Put the listing below into a two-column CSV with the header input,output and one row per request. Each row should hold the request text under input and its answer under output, each in a single quoted field with line breaks replaced by spaces.

Saved data entries
▼

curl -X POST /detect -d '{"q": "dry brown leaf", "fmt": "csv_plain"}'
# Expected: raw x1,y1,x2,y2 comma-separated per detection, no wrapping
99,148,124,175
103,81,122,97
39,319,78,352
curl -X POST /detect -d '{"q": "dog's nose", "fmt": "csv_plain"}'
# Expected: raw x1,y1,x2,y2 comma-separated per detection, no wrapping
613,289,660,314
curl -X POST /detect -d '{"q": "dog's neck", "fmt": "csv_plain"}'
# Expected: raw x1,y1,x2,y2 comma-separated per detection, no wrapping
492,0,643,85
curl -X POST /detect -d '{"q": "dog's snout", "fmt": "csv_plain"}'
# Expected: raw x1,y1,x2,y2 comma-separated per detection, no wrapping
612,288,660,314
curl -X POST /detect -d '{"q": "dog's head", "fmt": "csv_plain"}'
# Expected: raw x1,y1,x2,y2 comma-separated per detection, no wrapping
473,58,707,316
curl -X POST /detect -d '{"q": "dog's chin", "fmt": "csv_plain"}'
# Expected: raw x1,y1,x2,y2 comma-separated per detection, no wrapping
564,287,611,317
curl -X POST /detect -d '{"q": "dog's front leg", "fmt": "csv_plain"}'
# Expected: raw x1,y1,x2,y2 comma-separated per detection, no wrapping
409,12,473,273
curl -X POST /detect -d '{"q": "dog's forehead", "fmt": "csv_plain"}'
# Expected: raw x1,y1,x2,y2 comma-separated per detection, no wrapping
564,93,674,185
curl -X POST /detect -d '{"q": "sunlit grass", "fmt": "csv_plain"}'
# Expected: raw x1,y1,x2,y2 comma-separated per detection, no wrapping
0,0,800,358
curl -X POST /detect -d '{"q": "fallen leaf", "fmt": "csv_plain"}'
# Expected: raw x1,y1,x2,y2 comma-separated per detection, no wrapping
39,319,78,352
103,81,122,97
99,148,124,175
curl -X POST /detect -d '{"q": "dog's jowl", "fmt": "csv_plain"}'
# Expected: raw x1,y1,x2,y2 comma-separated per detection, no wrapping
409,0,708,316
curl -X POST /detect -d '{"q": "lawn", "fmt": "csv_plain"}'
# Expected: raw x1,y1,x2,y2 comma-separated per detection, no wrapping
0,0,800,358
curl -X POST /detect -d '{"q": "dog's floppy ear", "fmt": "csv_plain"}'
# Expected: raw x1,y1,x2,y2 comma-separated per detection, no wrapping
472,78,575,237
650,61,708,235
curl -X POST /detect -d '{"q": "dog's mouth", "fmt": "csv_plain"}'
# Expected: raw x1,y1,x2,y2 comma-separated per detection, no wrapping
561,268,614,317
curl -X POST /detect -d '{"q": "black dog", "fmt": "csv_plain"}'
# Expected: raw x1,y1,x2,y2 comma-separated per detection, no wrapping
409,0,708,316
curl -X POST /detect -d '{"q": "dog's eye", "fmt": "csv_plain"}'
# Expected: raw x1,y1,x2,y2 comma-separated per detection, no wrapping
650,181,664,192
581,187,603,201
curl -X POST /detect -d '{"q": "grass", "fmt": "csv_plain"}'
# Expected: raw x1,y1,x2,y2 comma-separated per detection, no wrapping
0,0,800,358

▲

TASK SOLUTION:
input,output
"curl -X POST /detect -d '{""q"": ""dry brown leaf"", ""fmt"": ""csv_plain""}' # Expected: raw x1,y1,x2,y2 comma-separated per detection, no wrapping","99,148,124,175 103,81,122,97 39,319,78,352"
"curl -X POST /detect -d '{""q"": ""dog's nose"", ""fmt"": ""csv_plain""}' # Expected: raw x1,y1,x2,y2 comma-separated per detection, no wrapping","613,289,660,314"
"curl -X POST /detect -d '{""q"": ""dog's neck"", ""fmt"": ""csv_plain""}' # Expected: raw x1,y1,x2,y2 comma-separated per detection, no wrapping","492,0,643,85"
"curl -X POST /detect -d '{""q"": ""dog's snout"", ""fmt"": ""csv_plain""}' # Expected: raw x1,y1,x2,y2 comma-separated per detection, no wrapping","612,288,660,314"
"curl -X POST /detect -d '{""q"": ""dog's head"", ""fmt"": ""csv_plain""}' # Expected: raw x1,y1,x2,y2 comma-separated per detection, no wrapping","473,58,707,316"
"curl -X POST /detect -d '{""q"": ""dog's chin"", ""fmt"": ""csv_plain""}' # Expected: raw x1,y1,x2,y2 comma-separated per detection, no wrapping","564,287,611,317"
"curl -X POST /detect -d '{""q"": ""dog's front leg"", ""fmt"": ""csv_plain""}' # Expected: raw x1,y1,x2,y2 comma-separated per detection, no wrapping","409,12,473,273"
"curl -X POST /detect -d '{""q"": ""dog's forehead"", ""fmt"": ""csv_plain""}' # Expected: raw x1,y1,x2,y2 comma-separated per detection, no wrapping","564,93,674,185"
"curl -X POST /detect -d '{""q"": ""sunlit grass"", ""fmt"": ""csv_plain""}' # Expected: raw x1,y1,x2,y2 comma-separated per detection, no wrapping","0,0,800,358"
"curl -X POST /detect -d '{""q"": ""fallen leaf"", ""fmt"": ""csv_plain""}' # Expected: raw x1,y1,x2,y2 comma-separated per detection, no wrapping","39,319,78,352 103,81,122,97 99,148,124,175"
"curl -X POST /detect -d '{""q"": ""dog's jowl"", ""fmt"": ""csv_plain""}' # Expected: raw x1,y1,x2,y2 comma-separated per detection, no wrapping","409,0,708,316"
"curl -X POST /detect -d '{""q"": ""lawn"", ""fmt"": ""csv_plain""}' # Expected: raw x1,y1,x2,y2 comma-separated per detection, no wrapping","0,0,800,358"
"curl -X POST /detect -d '{""q"": ""dog's floppy ear"", ""fmt"": ""csv_plain""}' # Expected: raw x1,y1,x2,y2 comma-separated per detection, no wrapping","472,78,575,237 650,61,708,235"
"curl -X POST /detect -d '{""q"": ""dog's mouth"", ""fmt"": ""csv_plain""}' # Expected: raw x1,y1,x2,y2 comma-separated per detection, no wrapping","561,268,614,317"
"curl -X POST /detect -d '{""q"": ""black dog"", ""fmt"": ""csv_plain""}' # Expected: raw x1,y1,x2,y2 comma-separated per detection, no wrapping","409,0,708,316"
"curl -X POST /detect -d '{""q"": ""dog's eye"", ""fmt"": ""csv_plain""}' # Expected: raw x1,y1,x2,y2 comma-separated per detection, no wrapping","650,181,664,192 581,187,603,201"
"curl -X POST /detect -d '{""q"": ""grass"", ""fmt"": ""csv_plain""}' # Expected: raw x1,y1,x2,y2 comma-separated per detection, no wrapping","0,0,800,358"